Poursuivez la chronique sur Ainsi soit-elle reproduite ci-dessous, en reprenant juste après sa dernière phrase.

Extrait présenté »
►

Chroniques de livres Essai

Ainsi soit-elle • Benoîte Groult

Chronique littéraire Ainsi soit-elle par Mally's Books
C’est un monument de la littérature féministe. Imposant, déroutant, s’attaquer à la lecture d’Ainsi soit-elle fait peur. Bien souvent, on balaye l’idée d’un revers de main, se disant qu’il est bien inutile de ressasser le souvenir douloureux de situations dont on a bien trop souvent entendu parler. Le féminisme, c’est dépassé ! Vraiment ?! 
A treize jours du 8 mars, date célébrant la lutte historique pour l’amélioration des conditions de vie des femmes, n’êtes-vous pas choqué(e)s de constater qu’on parle davantage ce jour pour la programmation du match retour FC Barcelone/PSG que pour le souvenir qui lui est lié ? Je vous passe les remarques misogynes et les blagues de beaufs associés à cet événement, mieux vaut en rire ; mais personnellement, en observant que la « Journée Internationale des droits des femmes » est complétement moquée voire réduite à la célébration d’un soi-disant idéal féminin, j’ai mal à ma citoyenneté. 
Alors à quelques jours de cette date si spéciale, je me mobilise à ma manière. J’ai envie de vous parler d’Ainsi soit-elle, un livre qui a compté dans l’évolution des mœurs, et qui aujourd’hui encore, éclaire notre quotidien à la lumière de conventions encore bien ancrées.


 La quatrième de couverture… 

« On a trop longtemps pris la parole de l’homme pour la vérité universelle et la plus haute expression de l’intelligence, comme si l’organe viril constituait la plus noble expression de la sexualité.
Il faut que les femmes crient aujourd’hui, et que les autres femmes – et les hommes – aient envie d’entendre ce cri, qui n’est pas un cri de haine, à peine un cri de colère, car alors il devrait se retourner contre elles-mêmes, mais un cri de vie.

Il faut enfin guérir d’être femme. Non pas d’être née femme mais d’avoir été élevée femme dans un univers d’hommes, d’avoir vécu chaque étape et chaque acte de notre vie avec les yeux des hommes et les critères de hommes ; et ce n’est pas en continuant à écouter ce qu’ils disent, eux, en notre nom ou pour notre bien, que nous pourrons guérir. » 

Mon avis…

En 1949, dans une France meurtrie par la Seconde Guerre Mondiale, la publication du Deuxième Sexe de Simone de Beauvoir avait suscité une vague d’indignation. Pour la première fois, une femme osait s’interroger sur le rôle de ses comparses au sein de la société. Le destin d’une femme est-il vraiment tout tracé, ou a-t-elle la possibilité, tout comme l’homme d’en être maîtresse ? Une première fissure dans les bases, si solides, du déterminisme.

◄

Matériel »
►

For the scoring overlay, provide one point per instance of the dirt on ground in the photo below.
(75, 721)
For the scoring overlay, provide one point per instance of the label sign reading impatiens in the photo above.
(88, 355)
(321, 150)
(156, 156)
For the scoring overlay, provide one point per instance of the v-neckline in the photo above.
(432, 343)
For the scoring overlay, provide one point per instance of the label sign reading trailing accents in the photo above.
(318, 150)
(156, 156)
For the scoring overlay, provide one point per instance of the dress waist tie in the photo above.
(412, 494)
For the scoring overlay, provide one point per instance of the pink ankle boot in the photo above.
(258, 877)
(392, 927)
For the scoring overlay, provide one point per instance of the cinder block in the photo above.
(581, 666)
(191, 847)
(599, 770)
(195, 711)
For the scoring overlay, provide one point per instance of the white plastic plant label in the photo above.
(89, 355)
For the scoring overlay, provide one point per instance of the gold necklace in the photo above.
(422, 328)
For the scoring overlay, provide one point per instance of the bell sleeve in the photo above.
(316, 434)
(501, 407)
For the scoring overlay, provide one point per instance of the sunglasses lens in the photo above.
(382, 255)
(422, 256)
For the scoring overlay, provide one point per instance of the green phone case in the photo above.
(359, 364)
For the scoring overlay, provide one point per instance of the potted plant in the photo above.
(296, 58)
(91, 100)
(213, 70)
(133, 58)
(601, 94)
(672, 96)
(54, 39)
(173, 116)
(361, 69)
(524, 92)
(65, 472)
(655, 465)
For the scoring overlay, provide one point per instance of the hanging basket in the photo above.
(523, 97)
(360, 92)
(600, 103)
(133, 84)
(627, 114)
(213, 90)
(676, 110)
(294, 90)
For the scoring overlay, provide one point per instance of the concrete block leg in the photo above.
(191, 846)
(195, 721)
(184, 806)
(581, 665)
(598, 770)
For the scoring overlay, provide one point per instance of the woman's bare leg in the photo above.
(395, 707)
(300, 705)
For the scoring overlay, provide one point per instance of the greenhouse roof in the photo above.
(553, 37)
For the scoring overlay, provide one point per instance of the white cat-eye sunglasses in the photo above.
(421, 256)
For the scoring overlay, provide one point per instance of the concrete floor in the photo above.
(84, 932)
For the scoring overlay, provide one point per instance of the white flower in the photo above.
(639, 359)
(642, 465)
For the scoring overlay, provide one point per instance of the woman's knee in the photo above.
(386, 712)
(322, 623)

◄

Réponse »
En 1975, alors que l’ONU portait fièrement l’étendard de l’ « Année Internationale de la Femme », Benoîte Groult, journaliste et romancière Française, mettait un nouveau coup de pied dans la fourmilière. 31 ans après l’acquisition du droit de vote, 8 ans après la promulgation de la loi Neuwirth et alors que la loi Veil venait tout juste d’autoriser l’IVG, il était temps de faire un bilan : où en étions-nous de l’égalité ? Les femmes osaient-elles enfin prendre de la place ? 
Bien loin de l’espoir d’une vie plus épanouissante, l’auteure dressait le portrait d’une société prétendument moderne, mais au fond toujours aussi conservatrice. Alors qu’on s’empressait bien vite d’oublier des réalités, se cachant bien volontiers vers une évolution notable voire exponentielle des droits des femmes, Benoîte fut la première à rappeler que les mutilations génitales féminines étaient monnaie courante. Face à ceux invoquant le relativisme culturel pour justifier la pratique de l’excision, la ceinture de chasteté et autres réjouissances féminines, elle n’hésitait pas à définir le sens du mot violence. Quand à ces figures de proue du féminisme, celles sans qui le peu de droits acquis n’existeraient pas, que connait-on d’elles ? 
1975 – 2017, le constat reste le même. Désormais, les femmes sont autonomes, travaillent, font du sport, s’imposent dans la sphère culturelle, revendiquent leurs attributs féminins ; mais pourtant, lorsqu’il s’agit de nettoyer, cuisiner et s’occuper des tâches ingrates du quotidien notre genre est toujours en première ligne. La parité en politique est imposée par des quotas, l’avortement est un droit mais, dans les faits, pas toujours facile d’accès, la femme est toujours considérée (même par les autres femmes) comme une mère et difficilement acceptée si elle ne désire pas d’enfants. Quant à nos salaires, ils ne sont toujours pas l’égal de ceux de ces messieurs.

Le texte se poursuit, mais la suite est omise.